_WORK TO BE COMPLETED_
Start at the line below containing "Target: wide-brim straw hat" and stop at the line containing "form: [[573, 122]].". Repeat every line of that stretch exactly, and nothing outside it.

_DATA_
──────────────────────────────

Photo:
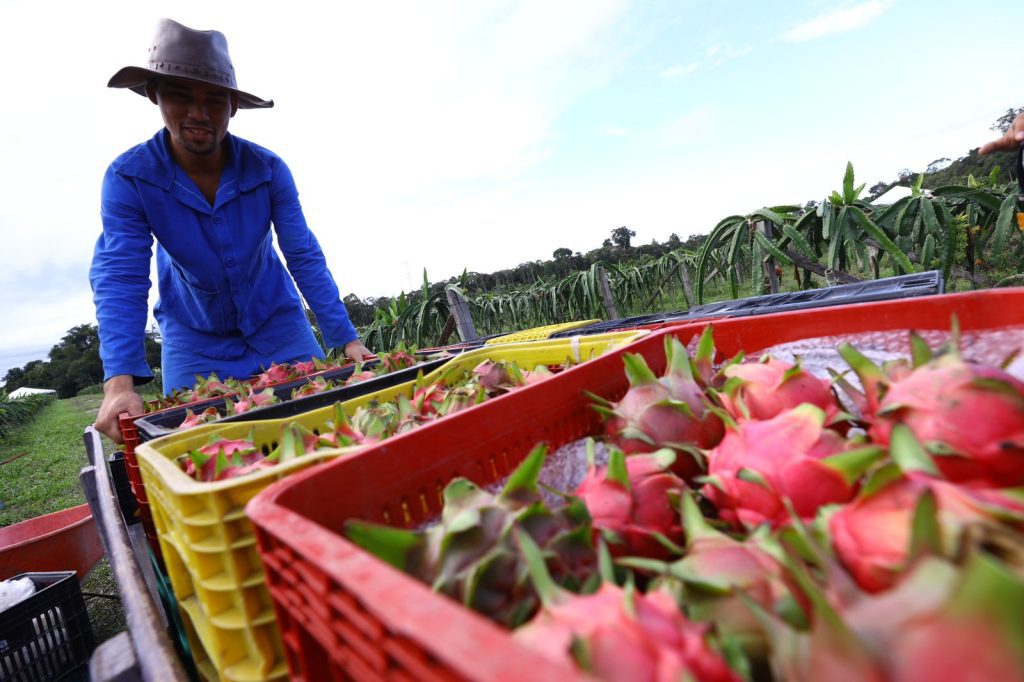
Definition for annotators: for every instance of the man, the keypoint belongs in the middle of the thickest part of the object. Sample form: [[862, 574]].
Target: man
[[1013, 138], [226, 304]]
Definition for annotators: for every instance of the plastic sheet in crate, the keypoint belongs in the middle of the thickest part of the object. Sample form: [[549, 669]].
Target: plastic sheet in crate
[[208, 544], [48, 635], [345, 613]]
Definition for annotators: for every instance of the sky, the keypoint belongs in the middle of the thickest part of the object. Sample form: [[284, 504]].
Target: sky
[[482, 134]]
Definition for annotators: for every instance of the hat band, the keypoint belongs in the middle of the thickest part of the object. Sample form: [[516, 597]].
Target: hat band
[[195, 72]]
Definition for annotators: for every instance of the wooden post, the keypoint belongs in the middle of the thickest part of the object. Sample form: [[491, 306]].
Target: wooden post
[[684, 274], [609, 303], [462, 320], [768, 264]]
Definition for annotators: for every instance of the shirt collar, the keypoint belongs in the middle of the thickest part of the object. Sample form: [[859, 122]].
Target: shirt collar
[[152, 162]]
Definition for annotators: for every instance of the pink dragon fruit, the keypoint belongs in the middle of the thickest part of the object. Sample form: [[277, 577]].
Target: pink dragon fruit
[[359, 375], [764, 389], [274, 375], [761, 464], [871, 536], [719, 577], [427, 398], [251, 401], [970, 416], [399, 358], [215, 460], [672, 412], [631, 503], [471, 554], [617, 634], [312, 387], [194, 419]]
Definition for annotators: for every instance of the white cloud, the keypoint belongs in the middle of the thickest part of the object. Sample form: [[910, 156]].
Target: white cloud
[[838, 20], [680, 70]]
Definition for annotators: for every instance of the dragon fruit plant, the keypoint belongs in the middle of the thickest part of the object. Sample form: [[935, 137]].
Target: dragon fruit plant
[[472, 554]]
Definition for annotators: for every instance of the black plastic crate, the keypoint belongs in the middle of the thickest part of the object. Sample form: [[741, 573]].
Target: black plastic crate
[[887, 289], [122, 486], [904, 286], [48, 635], [165, 423], [606, 326]]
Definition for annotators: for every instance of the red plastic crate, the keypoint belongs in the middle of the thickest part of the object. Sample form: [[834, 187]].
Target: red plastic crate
[[344, 613], [130, 436], [131, 440]]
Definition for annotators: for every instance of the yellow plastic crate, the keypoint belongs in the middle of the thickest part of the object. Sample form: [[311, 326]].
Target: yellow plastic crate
[[208, 542], [538, 333]]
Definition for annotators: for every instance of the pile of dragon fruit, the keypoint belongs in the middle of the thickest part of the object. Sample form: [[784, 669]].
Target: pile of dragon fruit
[[243, 396], [755, 521], [222, 459]]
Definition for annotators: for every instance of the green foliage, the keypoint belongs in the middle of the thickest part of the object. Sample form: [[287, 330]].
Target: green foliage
[[18, 412], [74, 364]]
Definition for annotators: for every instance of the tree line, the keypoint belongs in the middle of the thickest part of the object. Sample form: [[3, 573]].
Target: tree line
[[74, 363]]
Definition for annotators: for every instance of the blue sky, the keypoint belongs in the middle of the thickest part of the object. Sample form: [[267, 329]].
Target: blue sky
[[479, 135]]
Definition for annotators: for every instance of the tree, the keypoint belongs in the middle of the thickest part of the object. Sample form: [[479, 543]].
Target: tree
[[621, 237], [1003, 123]]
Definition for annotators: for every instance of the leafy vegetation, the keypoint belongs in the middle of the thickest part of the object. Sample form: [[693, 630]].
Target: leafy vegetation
[[16, 412]]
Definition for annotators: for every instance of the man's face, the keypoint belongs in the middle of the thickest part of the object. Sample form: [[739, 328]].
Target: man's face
[[196, 114]]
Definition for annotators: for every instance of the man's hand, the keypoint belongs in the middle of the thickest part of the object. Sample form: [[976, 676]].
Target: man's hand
[[119, 396], [356, 351], [1010, 141]]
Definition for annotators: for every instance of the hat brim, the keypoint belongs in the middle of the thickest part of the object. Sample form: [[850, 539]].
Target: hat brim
[[135, 78]]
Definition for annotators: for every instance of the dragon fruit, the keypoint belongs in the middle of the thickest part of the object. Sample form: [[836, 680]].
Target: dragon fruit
[[210, 462], [274, 375], [631, 503], [427, 398], [719, 577], [209, 387], [360, 375], [250, 400], [193, 419], [872, 536], [312, 387], [970, 416], [472, 554], [399, 358], [672, 412], [766, 388], [615, 634], [941, 623], [760, 465]]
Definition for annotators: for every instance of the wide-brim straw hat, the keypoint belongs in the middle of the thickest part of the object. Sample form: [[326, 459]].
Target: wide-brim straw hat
[[178, 51]]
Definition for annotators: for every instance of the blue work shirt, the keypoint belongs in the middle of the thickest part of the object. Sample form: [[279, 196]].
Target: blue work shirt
[[223, 290]]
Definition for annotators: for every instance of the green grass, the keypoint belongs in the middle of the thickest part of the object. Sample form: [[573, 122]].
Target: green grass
[[43, 478]]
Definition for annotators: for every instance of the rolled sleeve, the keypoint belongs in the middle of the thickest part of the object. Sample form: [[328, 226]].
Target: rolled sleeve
[[306, 262], [120, 280]]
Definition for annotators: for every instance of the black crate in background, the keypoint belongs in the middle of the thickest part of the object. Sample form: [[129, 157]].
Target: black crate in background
[[48, 635], [122, 486], [886, 289], [165, 423]]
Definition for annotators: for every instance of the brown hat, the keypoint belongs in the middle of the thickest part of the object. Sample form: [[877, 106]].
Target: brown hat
[[182, 52]]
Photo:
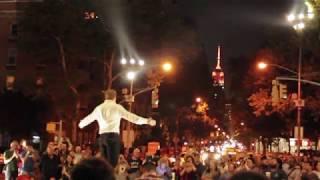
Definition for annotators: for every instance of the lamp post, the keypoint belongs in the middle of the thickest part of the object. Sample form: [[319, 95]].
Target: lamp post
[[298, 23], [132, 65], [263, 65]]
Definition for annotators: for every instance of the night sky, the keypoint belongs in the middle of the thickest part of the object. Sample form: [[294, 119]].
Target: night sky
[[238, 25]]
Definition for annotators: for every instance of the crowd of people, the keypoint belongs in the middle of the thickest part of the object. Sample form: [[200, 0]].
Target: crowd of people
[[59, 161]]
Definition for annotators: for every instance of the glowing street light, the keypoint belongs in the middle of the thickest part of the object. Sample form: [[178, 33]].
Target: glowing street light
[[301, 16], [131, 75], [132, 61], [291, 17], [167, 67], [310, 15], [123, 61], [141, 62], [300, 26], [262, 65]]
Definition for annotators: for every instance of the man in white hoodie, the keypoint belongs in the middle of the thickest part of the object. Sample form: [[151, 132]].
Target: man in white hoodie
[[109, 115]]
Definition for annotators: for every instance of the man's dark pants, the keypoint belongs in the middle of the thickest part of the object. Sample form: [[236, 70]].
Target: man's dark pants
[[109, 145]]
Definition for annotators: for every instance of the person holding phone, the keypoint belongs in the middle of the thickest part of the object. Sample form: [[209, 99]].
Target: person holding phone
[[11, 159]]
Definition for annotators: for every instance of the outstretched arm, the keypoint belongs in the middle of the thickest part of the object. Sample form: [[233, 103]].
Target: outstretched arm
[[135, 118], [88, 119]]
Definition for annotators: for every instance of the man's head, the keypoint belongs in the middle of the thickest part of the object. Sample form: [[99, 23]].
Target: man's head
[[110, 94], [136, 153], [92, 169], [248, 176], [78, 149], [14, 145]]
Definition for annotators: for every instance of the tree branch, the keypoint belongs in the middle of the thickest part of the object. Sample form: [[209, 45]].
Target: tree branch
[[64, 66]]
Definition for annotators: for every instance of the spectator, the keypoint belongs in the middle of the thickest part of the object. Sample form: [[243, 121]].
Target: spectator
[[163, 168], [200, 167], [248, 175], [11, 159], [276, 171], [211, 172], [189, 170], [29, 160], [134, 164], [77, 155], [66, 169], [317, 169], [92, 169], [50, 164], [149, 172], [121, 169], [231, 169], [294, 170]]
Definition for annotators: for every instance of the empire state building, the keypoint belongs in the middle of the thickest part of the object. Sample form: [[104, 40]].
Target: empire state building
[[218, 80]]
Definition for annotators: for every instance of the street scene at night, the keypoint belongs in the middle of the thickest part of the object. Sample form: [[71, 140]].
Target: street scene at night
[[159, 89]]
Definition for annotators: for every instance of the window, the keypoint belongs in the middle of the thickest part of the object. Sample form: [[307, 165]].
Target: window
[[10, 82], [14, 29], [12, 56]]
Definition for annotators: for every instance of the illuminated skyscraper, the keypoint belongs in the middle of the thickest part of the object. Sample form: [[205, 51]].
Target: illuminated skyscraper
[[218, 79]]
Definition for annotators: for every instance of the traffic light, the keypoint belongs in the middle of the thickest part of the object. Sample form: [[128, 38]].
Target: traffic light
[[283, 91], [275, 93], [155, 98]]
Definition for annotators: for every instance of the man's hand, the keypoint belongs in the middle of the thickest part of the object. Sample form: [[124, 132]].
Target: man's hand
[[152, 122]]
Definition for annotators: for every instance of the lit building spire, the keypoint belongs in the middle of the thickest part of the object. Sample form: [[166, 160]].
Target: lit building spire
[[218, 59], [217, 73]]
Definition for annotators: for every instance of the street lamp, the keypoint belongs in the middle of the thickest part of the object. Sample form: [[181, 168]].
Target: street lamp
[[263, 65], [198, 99], [298, 23]]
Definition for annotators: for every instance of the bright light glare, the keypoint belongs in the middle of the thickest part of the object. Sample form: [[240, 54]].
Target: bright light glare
[[198, 99], [123, 61], [301, 16], [291, 17], [310, 15], [131, 75], [204, 156], [141, 62], [262, 65], [132, 61], [167, 67], [211, 148], [217, 156], [299, 26]]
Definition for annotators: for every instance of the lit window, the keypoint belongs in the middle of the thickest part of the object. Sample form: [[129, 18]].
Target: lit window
[[14, 30], [10, 82], [39, 81], [12, 56]]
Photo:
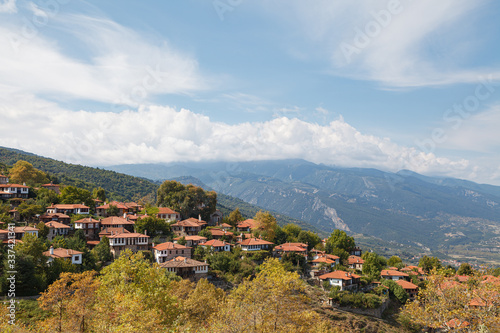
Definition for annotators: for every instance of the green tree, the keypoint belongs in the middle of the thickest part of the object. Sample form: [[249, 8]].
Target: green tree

──────────────────────────────

_ANSWER TO THIS PROBLEM_
Target: wide-brim straw hat
[[178, 51]]
Definition for annotators: for every instance of the blue work shirt, the keypoint belongs in the middle of the thickest part of the object. Sample form: [[279, 196]].
Target: blue work shirt
[[223, 290]]
Definition for annotators: for every instance of the green grass, the keypoint belongs in the middle of the thickest part of the object. Sample form: [[573, 122]].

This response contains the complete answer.